* [The task]: Character for character, reproduce every entry below.

* [Record excerpts]:
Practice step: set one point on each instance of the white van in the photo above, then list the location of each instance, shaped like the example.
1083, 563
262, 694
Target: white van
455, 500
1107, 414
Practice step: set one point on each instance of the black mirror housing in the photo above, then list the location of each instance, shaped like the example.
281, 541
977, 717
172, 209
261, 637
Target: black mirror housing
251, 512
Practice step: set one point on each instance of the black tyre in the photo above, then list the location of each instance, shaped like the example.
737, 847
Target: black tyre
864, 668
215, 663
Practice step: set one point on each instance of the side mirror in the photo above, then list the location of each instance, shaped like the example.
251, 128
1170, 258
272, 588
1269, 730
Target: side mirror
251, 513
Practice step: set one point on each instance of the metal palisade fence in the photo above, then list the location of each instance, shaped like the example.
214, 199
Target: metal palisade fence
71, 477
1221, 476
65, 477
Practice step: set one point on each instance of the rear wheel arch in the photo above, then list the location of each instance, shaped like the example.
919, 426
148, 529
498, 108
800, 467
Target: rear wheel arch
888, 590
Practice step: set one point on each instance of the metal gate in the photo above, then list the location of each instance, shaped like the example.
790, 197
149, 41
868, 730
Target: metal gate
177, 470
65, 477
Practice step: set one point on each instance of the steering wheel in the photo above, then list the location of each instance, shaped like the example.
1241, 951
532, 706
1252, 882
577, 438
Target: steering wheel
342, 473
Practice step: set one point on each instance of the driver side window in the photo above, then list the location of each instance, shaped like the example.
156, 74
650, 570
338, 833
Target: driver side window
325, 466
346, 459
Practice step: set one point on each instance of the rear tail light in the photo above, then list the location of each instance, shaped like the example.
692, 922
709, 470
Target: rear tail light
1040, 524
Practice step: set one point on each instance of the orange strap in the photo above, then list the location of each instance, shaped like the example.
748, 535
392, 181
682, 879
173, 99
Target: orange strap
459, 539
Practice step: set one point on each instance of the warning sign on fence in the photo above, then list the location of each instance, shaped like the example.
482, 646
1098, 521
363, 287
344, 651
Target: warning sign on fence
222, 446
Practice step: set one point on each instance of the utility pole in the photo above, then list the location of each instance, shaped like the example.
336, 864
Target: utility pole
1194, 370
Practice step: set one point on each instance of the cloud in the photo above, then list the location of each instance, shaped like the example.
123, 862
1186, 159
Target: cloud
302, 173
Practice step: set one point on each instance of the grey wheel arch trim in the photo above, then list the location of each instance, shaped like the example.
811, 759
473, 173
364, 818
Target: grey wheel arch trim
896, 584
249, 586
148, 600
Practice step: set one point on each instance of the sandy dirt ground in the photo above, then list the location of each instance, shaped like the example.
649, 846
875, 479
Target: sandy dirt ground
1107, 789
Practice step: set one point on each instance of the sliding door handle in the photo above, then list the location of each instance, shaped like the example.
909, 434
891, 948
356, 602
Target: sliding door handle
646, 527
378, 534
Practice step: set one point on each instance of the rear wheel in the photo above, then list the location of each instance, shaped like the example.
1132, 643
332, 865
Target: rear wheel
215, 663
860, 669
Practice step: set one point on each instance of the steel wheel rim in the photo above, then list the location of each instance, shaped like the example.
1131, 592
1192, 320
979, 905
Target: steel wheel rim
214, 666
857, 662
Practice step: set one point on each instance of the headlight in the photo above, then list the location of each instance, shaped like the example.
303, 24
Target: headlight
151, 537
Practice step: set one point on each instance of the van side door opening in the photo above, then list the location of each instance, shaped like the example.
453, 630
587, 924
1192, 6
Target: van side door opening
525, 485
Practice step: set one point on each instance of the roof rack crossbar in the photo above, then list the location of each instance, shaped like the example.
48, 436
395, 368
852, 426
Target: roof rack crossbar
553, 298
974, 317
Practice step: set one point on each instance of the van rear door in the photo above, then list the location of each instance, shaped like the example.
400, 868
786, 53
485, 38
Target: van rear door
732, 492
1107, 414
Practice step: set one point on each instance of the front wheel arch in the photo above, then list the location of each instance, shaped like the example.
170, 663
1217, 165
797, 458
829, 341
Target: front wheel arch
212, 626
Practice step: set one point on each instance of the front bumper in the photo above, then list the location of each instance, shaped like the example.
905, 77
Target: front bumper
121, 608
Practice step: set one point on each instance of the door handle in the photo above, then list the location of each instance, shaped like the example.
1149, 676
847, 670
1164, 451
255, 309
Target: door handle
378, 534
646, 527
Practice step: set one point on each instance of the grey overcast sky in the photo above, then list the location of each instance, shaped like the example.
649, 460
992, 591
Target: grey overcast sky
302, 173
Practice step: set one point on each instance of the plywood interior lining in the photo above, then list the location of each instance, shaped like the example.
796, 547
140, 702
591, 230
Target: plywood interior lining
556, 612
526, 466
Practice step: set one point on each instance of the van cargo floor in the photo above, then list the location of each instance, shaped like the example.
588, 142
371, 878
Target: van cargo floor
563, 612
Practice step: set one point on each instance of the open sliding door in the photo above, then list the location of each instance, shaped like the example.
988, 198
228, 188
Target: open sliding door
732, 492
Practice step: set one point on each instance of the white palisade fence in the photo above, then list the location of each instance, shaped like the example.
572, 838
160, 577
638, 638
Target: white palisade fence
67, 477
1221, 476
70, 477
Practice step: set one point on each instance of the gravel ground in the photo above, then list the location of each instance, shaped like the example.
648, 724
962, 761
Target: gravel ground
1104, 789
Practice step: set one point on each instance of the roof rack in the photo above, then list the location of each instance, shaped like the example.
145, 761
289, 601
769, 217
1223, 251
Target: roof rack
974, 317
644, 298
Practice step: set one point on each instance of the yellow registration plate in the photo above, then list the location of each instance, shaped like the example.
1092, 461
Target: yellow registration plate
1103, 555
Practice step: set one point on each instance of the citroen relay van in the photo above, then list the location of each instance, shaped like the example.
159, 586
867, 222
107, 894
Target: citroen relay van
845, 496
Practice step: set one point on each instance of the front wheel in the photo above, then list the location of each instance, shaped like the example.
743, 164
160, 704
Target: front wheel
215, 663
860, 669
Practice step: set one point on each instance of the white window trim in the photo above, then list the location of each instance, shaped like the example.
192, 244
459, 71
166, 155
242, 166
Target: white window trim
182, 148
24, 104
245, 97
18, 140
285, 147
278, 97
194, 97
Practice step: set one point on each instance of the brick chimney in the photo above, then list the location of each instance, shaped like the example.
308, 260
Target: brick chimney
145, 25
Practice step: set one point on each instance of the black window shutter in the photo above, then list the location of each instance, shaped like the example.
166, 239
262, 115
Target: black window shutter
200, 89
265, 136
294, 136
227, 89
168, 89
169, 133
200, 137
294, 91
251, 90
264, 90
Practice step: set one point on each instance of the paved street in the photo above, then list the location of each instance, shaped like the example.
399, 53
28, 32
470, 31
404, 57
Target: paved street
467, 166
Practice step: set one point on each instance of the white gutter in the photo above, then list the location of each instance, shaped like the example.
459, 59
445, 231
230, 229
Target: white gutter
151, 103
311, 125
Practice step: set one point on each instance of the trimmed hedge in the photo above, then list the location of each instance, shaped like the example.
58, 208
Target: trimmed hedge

* [Answer box]:
Practice step: set one point on each instance of the white van in the photo above, then list the location of each instance, shaped like the example.
1083, 563
262, 694
Target: white van
455, 500
1107, 414
Practice step: set one point on each instance of the black mirror housing in the photo above, then list the location of each instance, shaped like the example.
281, 541
977, 717
172, 209
261, 637
Target: black mirror housing
251, 512
Practice step: set one point on each instance of the black tyre in the photo above, then list the location of each instance, shaped like the example.
737, 847
Target: black tyre
864, 668
215, 663
Practice step: set one point on each instance of the side mirror in the photo above, then list the location of each instance, shaped like the example.
251, 128
1170, 258
272, 588
1269, 730
Target: side mirror
251, 513
Practice step: set one point on each instance of the metal palisade fence in the photo above, then list the location of each instance, shaped like the example.
214, 199
Target: metal palisade fence
71, 477
1221, 476
65, 477
Practice step: set one point on each instance of the rear wheel arch in the photo above, then list the location of each instance, shaped like the example.
919, 426
148, 529
498, 108
800, 467
Target: rear wheel arch
888, 590
Practice step: set one point on each instance of the metal gate in the photo above, then list the location of each instance, shaped like the example.
790, 197
149, 41
868, 730
Target: metal gate
177, 470
65, 477
Practice step: set one point on each instance of the steering wheel in the photo above, then list the location of each instance, shaped like the example.
1241, 951
532, 706
1252, 882
577, 438
Target: steering wheel
342, 473
Practice step: set one point on each instance of the driver side window in the photo above, then list the location of each instance, shaped like the example.
156, 74
650, 570
338, 833
Target: driver side window
325, 466
346, 459
Practice step: set one point on each instance of the rear tail light in the photo above, then list the location of each instance, shaped like the example.
692, 922
709, 470
Target: rear tail light
1040, 524
Practice step: set one point on each instance of the orange strap in the photo above, then list the location of each instance, shaped like the example.
748, 535
392, 181
682, 879
173, 99
Target: orange strap
459, 539
Practice step: set one point on each instance of the warning sign on fence in the photo above, then list the location of each instance, shaped like the example.
482, 646
1098, 521
363, 287
344, 651
Target: warning sign on fence
222, 446
Practice step: set one point on each instance of the utility pole in the photo above, then list the location of each instance, shaped like the example.
336, 864
Target: utility pole
1194, 370
Practice step: set one point on each instance of the cloud in the photo above, then list the location of each instance, shaped like the example.
123, 862
1186, 159
Target: cloud
302, 173
Practice step: set one point on each instance of the grey wheel arch trim in the photo above, then list the location of each instance, shaped like the example.
811, 759
473, 173
364, 818
Target: grey wheel arch trim
896, 584
249, 586
148, 600
Practice step: set one point on each instance of the sandy dirt ground in the photo above, then list the location of each instance, shaped like the example.
649, 846
875, 479
Target: sandy dirt ground
1107, 789
Practice step: set one point on each instance of the sliding door handle in the photo above, then list the location of each instance, shaped like the example.
909, 434
891, 948
356, 602
Target: sliding door handle
646, 527
378, 534
Practice step: set one point on each instance of the rear wheel in the photo above, then list the location of each instance, shaped like the example.
1132, 643
332, 865
Target: rear wheel
215, 663
860, 669
Practice step: set one point on each instance of the steel wheel rim in the photo above, then list the location of each instance, shaped like the example.
1131, 592
1192, 320
979, 905
Target: steel wheel rim
214, 666
857, 662
Practice step: set one point on each instance of the headlight in the photo above, then list the location of each instance, shaped like the example.
303, 24
Target: headlight
151, 537
Practice step: set one point on each instance of the van side door opening in the photo above, then list the location of each instance, shaped like the example.
453, 630
587, 924
1192, 6
Target: van side door opening
525, 485
Practice step: set one point on each instance of the roof rack crossbar in the photo above, then list the location of each instance, shaped like the example.
48, 436
395, 368
852, 426
Target: roof rack crossbar
553, 298
974, 317
Practice step: set one point on each instance of the van rear door in the photo above, then list the location of each instance, shaped like the example.
400, 868
786, 53
485, 38
Target: van rear door
732, 492
1107, 414
Practice step: set one point on each instance of the front wheel arch in the photo above, then list the location of each instance, shaped like the example.
170, 663
1217, 165
797, 458
829, 341
Target: front wheel arch
212, 626
Practice step: set one point on each instance of the front bumper in the photo above, then list the location of each instance, shaped like the example.
905, 77
Target: front bumper
121, 608
Practice step: set one point on each instance of the door handle in the photo above, then list the location of each instance, shaped like the example.
1149, 676
847, 670
1164, 451
255, 309
Target: door handle
378, 534
646, 527
Practice step: set one point on each instance of the grey overcast sky in the photo above, then list the location of each instance, shaped like the example.
649, 460
992, 591
Target: grey overcast sky
302, 173
Practice step: set one point on each instance of the plywood interior lining in the photo above, then list the location of each instance, shaped like the example.
796, 547
140, 702
591, 230
Target: plywood interior lining
556, 612
526, 466
Practice step: set one point on each instance of the van cargo floor in the photo above, then list the location of each instance, shaped like the example.
588, 142
371, 878
Target: van cargo floor
563, 612
Practice step: set one point on each instance of the open sliding door in the photo above, then list the location of each instance, shaped like the example.
988, 198
228, 188
Target: open sliding door
732, 492
Practice step: set one point on each instance of the white palisade fence in the photo above, then list the location of each instance, shaped like the example.
572, 838
160, 577
638, 638
Target: white palisade fence
67, 477
1221, 476
70, 477
Practice step: set one point on each instance of the gravel ground in the photo above, then list the location of each instance, shaped like the example.
648, 724
962, 761
Target: gravel ground
1104, 789
Practice step: set one point on each instance of the roof rack in the photo above, then list the location of each instance, shaped like the example.
145, 761
289, 601
769, 217
1223, 251
Target: roof rack
974, 317
644, 298
Practice step: set one point on each instance of the yellow registration plate in the photo above, then list the location of each instance, shaped like the example.
1092, 461
Target: yellow registration plate
1103, 555
Practice step: set one point on each instance of the citroen relay van in the photo above, then list the location of each instance, shaped like the example.
159, 586
867, 222
107, 894
Target: citroen relay van
845, 496
Practice step: set one point on each instance of the front wheel in the photo above, then list the location of each instance, shaped like the example.
743, 164
160, 704
Target: front wheel
215, 663
860, 669
Practice step: set one point on each instance of the white window trim in the photo above, then list the location of each instance, shaped like the example.
192, 244
459, 71
166, 155
242, 166
Target: white window trim
182, 148
24, 104
245, 97
18, 140
285, 147
278, 97
194, 97
Practice step: set one point on each instance of the brick chimney in the photo above, then list the location of each instance, shaped like the example.
308, 260
Target: brick chimney
145, 25
Practice step: set one point on each instance of the black window shutter in the photo above, then list the location of each instance, shaped like the example.
166, 239
262, 115
Target: black window shutter
200, 89
265, 136
294, 136
227, 89
168, 89
169, 133
200, 137
294, 91
251, 90
264, 90
Practice step: set one point on each instance of the paved street in the photo above, then list the location of each instance, shaped like the example.
399, 53
28, 32
470, 31
404, 57
Target: paved street
467, 166
Practice step: set one point on each instance of the white gutter in the photo above, then list the location of each instance, shaped like the example.
459, 59
445, 231
230, 229
Target: white gutter
151, 103
311, 125
Practice step: set one point on each instance of the trimmed hedge in the photo above, then list the location of each instance, shaped like the example.
58, 208
Target: trimmed hedge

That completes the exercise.